* Consegna 1
Le affermazioni (a), (b) e (c) concordano con il brano citato? Rispondi sì o no a ciascuna, riportando tra virgolette le parole decisive del testo.
(a) Piero Capponi ha detto che è bene che gli uffici di utile siano comuni in Firenze.
(b) Al tempo dei Medici, dare magistrato a chi non lo meritava nasceva più da ignoranza che da malignità.
(c) Ciò che si fa studiosamente è privo di misura.
* Consegna 2
In quale città, secondo il brano citato, si pagano tante gravezze?
* Consegna 3
Quali sono tutti i nomi propri di persona, famiglia o luogo che compaiono nel brano citato?

E di questo participa anche el popolo, perché spesso, e con minore cagione, si reca a sospetto gli uomini che vagliono ed usa minore prudenzia a sapergli ritirare ed assicurarsene, anzi gli esclude sanza rispetto ed in modo che gli dispera; perché non ha maggiore giudicio nel non dare che nel dare, anzi si confida bene spesso e con grandissimo suo danno di quegli di che sarebbe bene di guardarsi, perché non cognosce e non distingue. E se el popolo nelle cose ponderose ed in quelle che contengono la importanzia della republica, si governa cosí indiscretamente, che pensiamo noi che abbia a fare in quelle che importono manco, come sono gli offici di utile e di non molta amministrazione, e’ quali ancora che, come ha detto Piero Capponi, sia bene che siano communi in Firenze, dove si pagano tante gravezze e dove giá sono stati communi, pure si debbe fare qualche distinzione da chi merita a chi non merita, almanco per invitare gli uomini alle virtú ed al bene operare?

Conchiuggo in effetto che se bene a tempo de’ Medici, el dare magistrato a chi non lo meritassi procedeva piú da malignitá, per dire cosi, che da ignoranzia, e per contrario al governo del popolo nascerá piú da ignoranzia che da malignitá, pure che in questo piú spesso e con piú danno del publico errerá el popolo che’ Medici; perché quello che si fa studiosamente, suole avere peso e misura; ma la ignoranzia è cieca, confusa e sanza termine e regola, e però dice el proverbio che spesso ò meglio avere a fare col maligno che co’ l’ignorante.

* Record dei dati
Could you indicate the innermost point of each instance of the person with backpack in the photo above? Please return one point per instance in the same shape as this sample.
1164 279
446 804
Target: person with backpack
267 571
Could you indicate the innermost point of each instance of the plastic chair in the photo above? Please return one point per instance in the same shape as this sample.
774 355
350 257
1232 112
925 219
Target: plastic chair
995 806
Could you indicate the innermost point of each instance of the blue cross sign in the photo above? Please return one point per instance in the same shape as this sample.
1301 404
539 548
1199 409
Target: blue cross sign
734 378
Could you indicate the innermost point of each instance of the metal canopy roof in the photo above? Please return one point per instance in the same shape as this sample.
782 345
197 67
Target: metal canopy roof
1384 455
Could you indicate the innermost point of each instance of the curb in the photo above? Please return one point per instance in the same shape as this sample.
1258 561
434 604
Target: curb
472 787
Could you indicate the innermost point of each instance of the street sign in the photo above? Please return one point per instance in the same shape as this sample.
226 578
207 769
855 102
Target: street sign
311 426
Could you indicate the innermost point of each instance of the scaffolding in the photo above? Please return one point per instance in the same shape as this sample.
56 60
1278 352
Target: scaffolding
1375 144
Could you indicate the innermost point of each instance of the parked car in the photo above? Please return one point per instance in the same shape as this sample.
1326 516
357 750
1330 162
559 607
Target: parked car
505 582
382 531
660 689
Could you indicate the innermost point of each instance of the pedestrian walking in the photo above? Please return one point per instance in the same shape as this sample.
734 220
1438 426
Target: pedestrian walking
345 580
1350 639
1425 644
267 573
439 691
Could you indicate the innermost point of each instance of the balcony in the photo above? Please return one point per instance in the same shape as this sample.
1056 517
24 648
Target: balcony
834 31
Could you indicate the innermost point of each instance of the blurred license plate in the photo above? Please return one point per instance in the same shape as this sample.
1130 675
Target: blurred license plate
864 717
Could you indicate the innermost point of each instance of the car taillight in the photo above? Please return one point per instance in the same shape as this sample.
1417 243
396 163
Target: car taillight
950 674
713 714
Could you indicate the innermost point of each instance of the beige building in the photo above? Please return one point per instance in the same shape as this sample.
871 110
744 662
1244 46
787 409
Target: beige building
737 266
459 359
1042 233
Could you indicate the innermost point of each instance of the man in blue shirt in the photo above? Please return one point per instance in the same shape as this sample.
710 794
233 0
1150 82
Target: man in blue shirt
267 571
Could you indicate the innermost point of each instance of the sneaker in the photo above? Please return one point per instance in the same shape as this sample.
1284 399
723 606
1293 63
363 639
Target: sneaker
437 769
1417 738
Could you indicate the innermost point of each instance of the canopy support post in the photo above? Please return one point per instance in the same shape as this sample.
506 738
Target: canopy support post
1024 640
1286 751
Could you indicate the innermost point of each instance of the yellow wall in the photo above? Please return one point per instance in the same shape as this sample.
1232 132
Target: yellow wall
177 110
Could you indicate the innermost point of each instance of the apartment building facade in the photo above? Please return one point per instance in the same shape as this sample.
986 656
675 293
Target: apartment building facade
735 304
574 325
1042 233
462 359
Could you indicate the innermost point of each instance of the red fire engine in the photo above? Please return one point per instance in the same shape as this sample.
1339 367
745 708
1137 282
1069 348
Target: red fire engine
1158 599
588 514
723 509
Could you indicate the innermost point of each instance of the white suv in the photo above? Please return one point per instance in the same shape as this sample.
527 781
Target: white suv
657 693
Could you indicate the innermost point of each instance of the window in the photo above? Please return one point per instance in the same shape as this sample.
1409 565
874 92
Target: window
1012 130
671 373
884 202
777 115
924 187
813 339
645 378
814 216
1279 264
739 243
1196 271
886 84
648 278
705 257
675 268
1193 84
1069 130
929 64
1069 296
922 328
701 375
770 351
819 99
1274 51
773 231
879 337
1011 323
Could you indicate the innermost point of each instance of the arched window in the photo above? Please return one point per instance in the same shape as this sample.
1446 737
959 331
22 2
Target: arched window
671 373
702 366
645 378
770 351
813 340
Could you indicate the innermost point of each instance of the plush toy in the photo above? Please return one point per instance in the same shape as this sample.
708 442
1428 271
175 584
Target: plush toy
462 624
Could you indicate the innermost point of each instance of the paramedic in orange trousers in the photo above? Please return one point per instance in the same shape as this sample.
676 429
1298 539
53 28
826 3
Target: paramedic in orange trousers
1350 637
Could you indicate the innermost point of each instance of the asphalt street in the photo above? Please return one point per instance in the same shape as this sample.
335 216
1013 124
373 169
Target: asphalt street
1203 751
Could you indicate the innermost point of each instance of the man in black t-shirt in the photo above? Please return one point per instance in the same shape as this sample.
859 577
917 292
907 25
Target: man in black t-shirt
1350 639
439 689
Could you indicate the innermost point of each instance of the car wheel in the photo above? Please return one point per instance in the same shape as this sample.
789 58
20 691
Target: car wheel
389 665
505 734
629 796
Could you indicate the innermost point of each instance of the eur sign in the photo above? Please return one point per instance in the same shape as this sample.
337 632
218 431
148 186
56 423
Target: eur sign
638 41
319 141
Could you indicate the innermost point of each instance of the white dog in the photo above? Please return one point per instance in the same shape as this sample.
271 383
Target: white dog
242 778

* Risultato 1
(a) Sì: "come ha detto Piero Capponi, sia bene che siano communi in Firenze".
(b) No: "procedeva piú da malignitá, per dire cosi, che da ignoranzia".
(c) No: "quello che si fa studiosamente, suole avere peso e misura".

* Risultato 2
A Firenze.

* Risultato 3
Piero Capponi, Firenze, Medici.